#### Selected excerpt

# Multi level cage question and urine



## neparker (Dec 11, 2012)

It's almost time (Saturday) that ill get to pick up the new baby ratties and finally take them home. We have a new cage all set up and ready. My only concern is, with a multi level cage, will rats get urine all over my wall if the cage is against the wall? A friend said that's why she sticks with single level cages. If that does happen, urine getting on the wall, Would females be better or are both females and makes about the same with spraying urine?I've also read somewhere I should put a Rock in the litter box for males? Why is this?


----------



## HelloClarice (Feb 1, 2012)

I've never had an issue with urine on my walls and my rat cage has always been against the wall. I think it depends on the rats. You can always put fleece or litter boxes in the corners.

not sure about the rock thing. though they should have a rock/brick to scratch/trim their nails.


----------



## Isamurat (Jul 27, 2012)

Some rats are very tidy, so pee through the bars to keep their cage clean. It's easily fixed,just pop some perspex or correx behind the cage and its wipe clean. From my experience girls are more likley to do this, boys just go wherever they are sitting unless you are lucky (always put a litter tray next to there beds)


----------



## LightningWolf (Jun 8, 2012)

My boys Love to pee from the very top shelf, so it goes All over the wall. it doesn't matter if they were sleeping on the bottom or what not, they go to the top shelf just to pee.

Part of our weekly cleaning is spraying and wiping down the wall.


----------



## Drowsy (Oct 23, 2012)

I have my cage right against the wall and have never, ever had an issue with that.


----------



## JBlas (Oct 21, 2012)

I have 5 males and 3 females and I've never had a problem. All 3 cages are against the wall I guess it _does _just depend on the rat.


----------



## ThreeMagicBeans (Dec 16, 2012)

Our male rats used to pee down the sides, we also had to wipe down the wall every cleaning time. It was gross. Even though they had a litter box and toys in each corner, they just preferred it. Silly boys.


----------



## CarrieD (Nov 20, 2011)

My girls do it more than my boys, and some don't do it at all. Isumarat had a good suggestion about putting something in the corners or you could use corner litter boxes with tall backs. You may not have the issue at all.

Bricks in the cage can help keep nails trimmed - put them in spots they have to use, like under the water bottles. It also seems like they like to use them for a bathroom, so putting a brick or rock in the litter box can help to train them.


----------



## Pixxie (Jun 3, 2012)

Isamurat's idea is very good. Honestly, I don't have a pee problem as much as I have issues with small things (poops, crumbs, block pieces) getting shoved off the top levels and outside of the cage. I just put a blanket down and shake it out and it keeps the mess off the carpet.


----------



## Siringo (May 7, 2012)

My female rats pee all over the wall from their double unit cage. It's pretty easy to clean, so I don't think it's a big deal. Rats seem to like to push their bums up against something (like cage bars) to pee, so I think that is where the rock-in-the-pan suggestion comes from. Personally, a high-back litter pan didn't help. Good luck!


----------



## Ratty859 (Dec 15, 2012)

My girls only pee or poop on the bottom floor. I have a nest on the top, food and water and play on the second, and litter box on the bottom floor.


Sent from my iPhone using Petguide.com Free App


----------



## pipsqueak (Sep 5, 2011)

I have had all my cages against the wall and never had them get urine on the wall.
just down the side of the cage lol.


----------



## kelii (Dec 18, 2012)

when I had boy rats they would get pee all over the wall, and cage stand. My girls are much neater.


----------

########
#### Material for the task

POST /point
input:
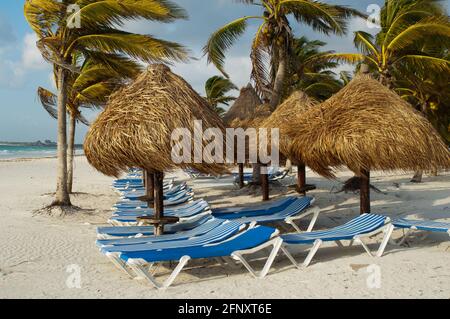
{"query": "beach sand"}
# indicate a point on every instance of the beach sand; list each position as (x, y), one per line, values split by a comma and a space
(39, 255)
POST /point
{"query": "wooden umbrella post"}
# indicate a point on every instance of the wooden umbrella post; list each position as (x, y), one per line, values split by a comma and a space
(159, 202)
(365, 191)
(241, 175)
(144, 177)
(265, 184)
(149, 188)
(301, 178)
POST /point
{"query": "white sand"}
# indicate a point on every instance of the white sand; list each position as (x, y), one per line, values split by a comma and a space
(36, 251)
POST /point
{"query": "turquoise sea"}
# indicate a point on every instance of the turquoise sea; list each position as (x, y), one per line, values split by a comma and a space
(19, 151)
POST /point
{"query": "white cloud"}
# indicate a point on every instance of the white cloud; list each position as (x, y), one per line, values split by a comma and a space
(13, 73)
(31, 56)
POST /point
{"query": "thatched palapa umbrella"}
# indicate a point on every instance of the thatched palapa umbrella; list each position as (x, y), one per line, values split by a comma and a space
(136, 127)
(243, 108)
(256, 120)
(293, 107)
(367, 127)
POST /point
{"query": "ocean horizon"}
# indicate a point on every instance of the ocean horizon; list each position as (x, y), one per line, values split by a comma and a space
(26, 151)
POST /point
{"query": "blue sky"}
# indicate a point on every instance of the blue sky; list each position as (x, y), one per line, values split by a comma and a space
(22, 69)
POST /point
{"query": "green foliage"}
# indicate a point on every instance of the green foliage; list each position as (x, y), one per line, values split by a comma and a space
(217, 89)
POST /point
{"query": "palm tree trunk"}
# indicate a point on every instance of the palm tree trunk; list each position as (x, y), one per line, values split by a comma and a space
(280, 78)
(62, 197)
(418, 176)
(256, 174)
(386, 78)
(71, 152)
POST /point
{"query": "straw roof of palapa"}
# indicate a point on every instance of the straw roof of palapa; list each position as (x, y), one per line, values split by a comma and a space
(367, 126)
(244, 106)
(136, 126)
(290, 111)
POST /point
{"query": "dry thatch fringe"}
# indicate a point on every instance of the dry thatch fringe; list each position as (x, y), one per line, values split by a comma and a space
(244, 106)
(366, 126)
(135, 128)
(282, 118)
(254, 121)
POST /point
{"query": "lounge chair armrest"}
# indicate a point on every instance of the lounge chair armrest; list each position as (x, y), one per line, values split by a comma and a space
(314, 211)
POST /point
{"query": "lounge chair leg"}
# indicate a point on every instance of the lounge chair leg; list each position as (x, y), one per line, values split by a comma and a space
(119, 263)
(285, 250)
(231, 263)
(315, 211)
(276, 243)
(403, 240)
(339, 243)
(387, 230)
(312, 252)
(308, 258)
(138, 266)
(387, 236)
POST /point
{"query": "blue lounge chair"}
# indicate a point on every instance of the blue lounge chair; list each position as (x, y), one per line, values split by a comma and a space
(273, 176)
(417, 225)
(136, 231)
(248, 242)
(149, 211)
(223, 231)
(180, 189)
(260, 207)
(197, 231)
(173, 201)
(364, 226)
(293, 211)
(188, 211)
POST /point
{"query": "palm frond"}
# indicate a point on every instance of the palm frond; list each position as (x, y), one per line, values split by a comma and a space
(221, 40)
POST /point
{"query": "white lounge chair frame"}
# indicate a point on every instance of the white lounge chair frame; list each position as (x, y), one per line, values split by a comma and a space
(387, 230)
(141, 269)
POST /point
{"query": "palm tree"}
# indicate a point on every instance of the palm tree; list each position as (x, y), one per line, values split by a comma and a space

########

• [Problem set]
A – Answer these questions about the rat cage thread:
(i) On what day does neparker plan to pick up the new rats?
(ii) What does Isamurat suggest putting behind the cage?
(iii) Where does CarrieD suggest placing bricks so the rats have to use them?
B – Show every line of the entries that contains the word "horizon".
These entries are unrelated to the rat cage thread.

• [Responses]
A –
(i) Saturday
(ii) Some perspex or correx
(iii) Under the water bottles

B –
{"query": "ocean horizon"}
# indicate a point on every instance of the ocean horizon; list each position as (x, y), one per line, values split by a comma and a space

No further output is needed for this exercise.